_WORK TO BE COMPLETED_: Reproduce each of the records below word for word, without altering a single character.

Entries in the collection:
----------

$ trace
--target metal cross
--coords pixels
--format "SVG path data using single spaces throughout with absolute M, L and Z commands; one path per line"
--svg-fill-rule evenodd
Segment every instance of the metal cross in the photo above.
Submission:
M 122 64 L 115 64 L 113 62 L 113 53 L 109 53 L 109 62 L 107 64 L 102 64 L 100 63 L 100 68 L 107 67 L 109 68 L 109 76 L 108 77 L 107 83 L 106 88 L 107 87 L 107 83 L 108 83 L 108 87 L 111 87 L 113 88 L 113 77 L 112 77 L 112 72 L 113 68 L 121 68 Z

----------

_COMPLETED EXERCISE_:
$ trace
--target metal cross
--coords pixels
--format "SVG path data using single spaces throughout with absolute M, L and Z commands; one path per line"
--svg-fill-rule evenodd
Segment every instance of the metal cross in the photo above.
Submission:
M 122 64 L 115 64 L 113 62 L 113 53 L 109 53 L 109 62 L 107 64 L 102 64 L 100 63 L 100 68 L 107 67 L 109 68 L 109 76 L 108 77 L 107 83 L 106 88 L 107 87 L 107 83 L 108 83 L 108 87 L 111 87 L 113 88 L 113 77 L 112 77 L 112 72 L 113 68 L 121 68 Z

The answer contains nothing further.